TASK DETAILS: Can you swap "pixel coordinates" for "x-y coordinates" everywhere in the records below and write them out again with everything else left as it is?

··· MATERIAL SUPPLIED

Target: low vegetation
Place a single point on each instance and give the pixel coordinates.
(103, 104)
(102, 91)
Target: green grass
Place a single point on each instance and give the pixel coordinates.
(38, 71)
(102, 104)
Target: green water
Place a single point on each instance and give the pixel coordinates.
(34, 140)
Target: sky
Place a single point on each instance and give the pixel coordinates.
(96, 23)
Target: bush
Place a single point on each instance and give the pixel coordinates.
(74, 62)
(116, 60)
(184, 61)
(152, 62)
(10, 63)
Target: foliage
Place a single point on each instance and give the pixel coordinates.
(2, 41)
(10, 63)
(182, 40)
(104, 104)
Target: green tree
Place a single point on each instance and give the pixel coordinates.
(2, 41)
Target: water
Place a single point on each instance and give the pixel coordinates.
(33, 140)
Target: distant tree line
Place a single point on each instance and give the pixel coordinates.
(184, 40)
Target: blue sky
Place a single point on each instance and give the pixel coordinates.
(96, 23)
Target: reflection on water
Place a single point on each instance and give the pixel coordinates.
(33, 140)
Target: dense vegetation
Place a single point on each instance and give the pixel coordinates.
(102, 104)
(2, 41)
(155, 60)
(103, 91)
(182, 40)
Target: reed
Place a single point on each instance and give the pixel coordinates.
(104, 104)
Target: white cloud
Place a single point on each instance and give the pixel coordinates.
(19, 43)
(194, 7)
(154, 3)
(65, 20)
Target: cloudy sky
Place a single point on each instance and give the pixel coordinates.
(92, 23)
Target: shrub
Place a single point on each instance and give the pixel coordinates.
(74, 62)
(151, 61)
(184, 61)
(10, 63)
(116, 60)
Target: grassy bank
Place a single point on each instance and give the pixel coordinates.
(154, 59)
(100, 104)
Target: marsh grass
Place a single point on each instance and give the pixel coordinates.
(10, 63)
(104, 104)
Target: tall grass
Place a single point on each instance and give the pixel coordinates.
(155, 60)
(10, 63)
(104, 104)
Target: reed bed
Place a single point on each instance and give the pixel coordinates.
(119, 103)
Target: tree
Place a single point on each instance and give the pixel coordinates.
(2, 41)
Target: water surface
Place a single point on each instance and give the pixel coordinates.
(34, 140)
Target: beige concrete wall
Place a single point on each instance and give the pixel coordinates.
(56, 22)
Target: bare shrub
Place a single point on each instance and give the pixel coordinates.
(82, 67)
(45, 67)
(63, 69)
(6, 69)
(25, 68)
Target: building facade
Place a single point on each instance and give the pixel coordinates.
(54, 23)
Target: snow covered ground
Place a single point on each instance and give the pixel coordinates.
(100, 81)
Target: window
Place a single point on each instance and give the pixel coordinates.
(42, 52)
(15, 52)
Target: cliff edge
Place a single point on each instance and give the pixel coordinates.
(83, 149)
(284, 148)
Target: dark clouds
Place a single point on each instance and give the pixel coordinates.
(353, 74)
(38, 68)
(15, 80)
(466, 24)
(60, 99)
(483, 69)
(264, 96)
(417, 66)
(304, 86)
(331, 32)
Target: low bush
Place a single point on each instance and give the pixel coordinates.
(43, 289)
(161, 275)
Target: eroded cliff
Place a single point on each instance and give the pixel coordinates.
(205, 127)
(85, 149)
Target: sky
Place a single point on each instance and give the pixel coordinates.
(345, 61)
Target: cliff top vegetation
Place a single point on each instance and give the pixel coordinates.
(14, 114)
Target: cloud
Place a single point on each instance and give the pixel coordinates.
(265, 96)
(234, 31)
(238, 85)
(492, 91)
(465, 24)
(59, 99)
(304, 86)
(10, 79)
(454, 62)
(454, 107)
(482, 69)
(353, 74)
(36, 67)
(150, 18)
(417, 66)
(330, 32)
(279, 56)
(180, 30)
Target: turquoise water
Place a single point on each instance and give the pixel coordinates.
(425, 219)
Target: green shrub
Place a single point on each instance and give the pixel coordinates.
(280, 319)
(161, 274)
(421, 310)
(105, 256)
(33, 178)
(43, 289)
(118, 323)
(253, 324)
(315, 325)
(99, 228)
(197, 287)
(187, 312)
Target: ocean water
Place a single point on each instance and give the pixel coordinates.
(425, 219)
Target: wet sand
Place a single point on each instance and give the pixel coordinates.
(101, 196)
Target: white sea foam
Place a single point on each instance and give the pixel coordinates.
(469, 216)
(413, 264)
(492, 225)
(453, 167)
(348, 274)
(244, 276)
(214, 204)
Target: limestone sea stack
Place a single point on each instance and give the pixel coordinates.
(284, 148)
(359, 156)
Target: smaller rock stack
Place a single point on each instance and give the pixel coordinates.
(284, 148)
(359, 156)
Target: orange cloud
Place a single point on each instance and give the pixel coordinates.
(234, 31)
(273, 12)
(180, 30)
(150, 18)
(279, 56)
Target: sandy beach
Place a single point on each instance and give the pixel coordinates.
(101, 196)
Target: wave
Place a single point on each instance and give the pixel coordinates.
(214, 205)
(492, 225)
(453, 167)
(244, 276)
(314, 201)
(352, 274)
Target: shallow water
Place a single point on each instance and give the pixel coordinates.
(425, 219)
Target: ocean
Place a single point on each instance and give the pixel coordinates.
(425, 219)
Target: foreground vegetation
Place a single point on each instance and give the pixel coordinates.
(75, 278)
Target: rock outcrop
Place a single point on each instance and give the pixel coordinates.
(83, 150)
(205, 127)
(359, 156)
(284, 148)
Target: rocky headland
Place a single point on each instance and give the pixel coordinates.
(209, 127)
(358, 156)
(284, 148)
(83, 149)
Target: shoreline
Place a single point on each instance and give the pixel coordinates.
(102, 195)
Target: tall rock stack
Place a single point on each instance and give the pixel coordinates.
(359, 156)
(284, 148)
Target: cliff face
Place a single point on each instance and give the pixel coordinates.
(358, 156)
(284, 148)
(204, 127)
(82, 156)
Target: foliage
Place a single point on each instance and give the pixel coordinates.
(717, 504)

······

SOLVED PROBLEM:
Target: low vegetation
Place a single point on each instance and give the x-y coordinates.
(103, 104)
(102, 91)
Target: green grass
Place a single point on each instance and give the x-y coordinates.
(38, 71)
(102, 104)
Target: green water
Place a single point on each instance and give the x-y coordinates.
(34, 140)
Target: sky
Place a single point on each instance and give the x-y coordinates.
(96, 23)
Target: bush
Place a single point on each instance and give the x-y coordinates.
(74, 62)
(116, 60)
(184, 61)
(152, 62)
(10, 63)
Target: foliage
Place a single point on each instance and give the x-y coordinates.
(2, 41)
(10, 63)
(182, 40)
(104, 104)
Target: green tree
Place a single point on each instance and give the x-y coordinates.
(2, 41)
Target: water
Place a single point on each instance and give the x-y coordinates.
(33, 140)
Target: distant tree line
Place a single point on each instance and give the x-y coordinates.
(184, 40)
Target: blue sky
Place a single point on each instance and give the x-y coordinates.
(96, 23)
Target: reflection on water
Place a single point on each instance and give the x-y coordinates.
(33, 140)
Target: dense vegetation
Place a single point on each instance and give the x-y coordinates.
(102, 104)
(2, 41)
(155, 60)
(103, 91)
(182, 40)
Target: reed
Place a single point on each instance and give the x-y coordinates.
(104, 104)
Target: white cloud
Place a single point on each instance and give the x-y coordinates.
(19, 43)
(194, 7)
(154, 3)
(65, 20)
Target: cloudy sky
Place a single point on each instance and give the x-y coordinates.
(92, 23)
Target: shrub
Place a single point on each instance and give the x-y coordinates.
(74, 62)
(151, 61)
(184, 61)
(10, 63)
(116, 60)
Target: grassy bank
Place a single point on each instance and give the x-y coordinates.
(154, 59)
(100, 104)
Target: marsh grass
Place a single point on each instance and give the x-y coordinates.
(10, 63)
(104, 104)
Target: tall grass
Place a single point on each instance and give the x-y coordinates.
(155, 60)
(10, 63)
(104, 104)
Target: reed bed
Place a single point on each instance and give the x-y coordinates.
(119, 103)
Target: tree
Place a single point on each instance and give the x-y coordinates.
(2, 41)
Target: water surface
Place a single point on each instance and give the x-y coordinates.
(34, 140)
Target: beige concrete wall
Place a single point on each instance and give the x-y coordinates.
(56, 22)
Target: bare shrub
Place a single point on each instance and give the x-y coordinates.
(82, 67)
(45, 67)
(63, 69)
(6, 69)
(25, 68)
Target: building facade
Place a single point on each instance and give the x-y coordinates.
(54, 23)
Target: snow covered ground
Place a single point on each instance and give the x-y coordinates.
(100, 81)
Target: window
Place a single point on each instance and give the x-y coordinates.
(42, 52)
(15, 52)
Target: cliff edge
Place a single point on each instance and give the x-y coordinates.
(83, 149)
(284, 148)
Target: dark clouds
Place a single point on each instance and give the x-y coordinates.
(353, 74)
(38, 68)
(15, 80)
(466, 24)
(60, 99)
(483, 69)
(264, 96)
(417, 66)
(304, 86)
(331, 32)
Target: low bush
Place a single point on each instance and give the x-y coordinates.
(43, 289)
(161, 275)
Target: eroded cliff
Place a single point on each instance and give the x-y coordinates.
(205, 127)
(85, 149)
Target: sky
Place a single point on each instance and give the x-y coordinates.
(345, 61)
Target: cliff top vegetation
Place a single point on each instance and give the x-y coordinates.
(14, 114)
Target: cloud
Place a single point on each instance and give the x-y coordinates.
(265, 96)
(234, 31)
(238, 85)
(492, 91)
(465, 24)
(59, 99)
(304, 86)
(10, 79)
(454, 62)
(454, 107)
(482, 69)
(353, 74)
(36, 67)
(150, 18)
(417, 66)
(330, 32)
(279, 56)
(180, 30)
Target: turquoise water
Place a single point on each instance and give the x-y coordinates.
(425, 219)
Target: green shrub
Place a single point on each instance and give the x-y coordinates.
(280, 319)
(161, 274)
(421, 310)
(105, 256)
(33, 178)
(43, 289)
(118, 323)
(253, 324)
(315, 325)
(99, 228)
(197, 287)
(187, 312)
Target: ocean water
Place a single point on each instance and give the x-y coordinates.
(425, 219)
Target: wet sand
Place a single point on each instance and give the x-y coordinates.
(101, 196)
Target: white sea foam
Place a single point on each instance and give the x-y coordinates.
(469, 216)
(413, 264)
(492, 225)
(453, 167)
(348, 274)
(244, 276)
(214, 204)
Target: limestone sea stack
Place a single point on each instance and give the x-y coordinates.
(284, 148)
(359, 156)
Target: smaller rock stack
Place a single point on each instance and give the x-y coordinates.
(284, 148)
(359, 156)
Target: orange cloud
Place a single point on each instance and give the x-y coordinates.
(234, 31)
(273, 12)
(180, 30)
(150, 18)
(279, 56)
Target: sandy beach
Place a single point on each instance and give the x-y coordinates.
(101, 196)
Target: wave
Place a single point on each instance and give the x-y coordinates.
(214, 205)
(492, 225)
(453, 167)
(244, 276)
(314, 201)
(352, 274)
Target: shallow water
Place a single point on each instance and give the x-y coordinates.
(425, 219)
Target: ocean
Place a single point on each instance and give the x-y coordinates.
(425, 219)
Target: foreground vegetation
Place a single point on each instance and give the x-y coordinates.
(75, 278)
Target: rock outcrop
Place a single point on each instance and give the x-y coordinates.
(83, 150)
(205, 127)
(359, 156)
(284, 148)
Target: rocky headland
Place a single point on each instance and give the x-y coordinates.
(209, 127)
(358, 156)
(284, 148)
(83, 149)
Target: shoreline
Place a single point on each instance and give the x-y coordinates.
(102, 195)
Target: tall rock stack
Place a single point on each instance and give the x-y coordinates.
(359, 156)
(284, 148)
Target: cliff face
Place a single point on each instance and give the x-y coordinates.
(358, 156)
(284, 148)
(204, 127)
(82, 156)
Target: foliage
Place a single point on each instance and give the x-y coordinates.
(717, 504)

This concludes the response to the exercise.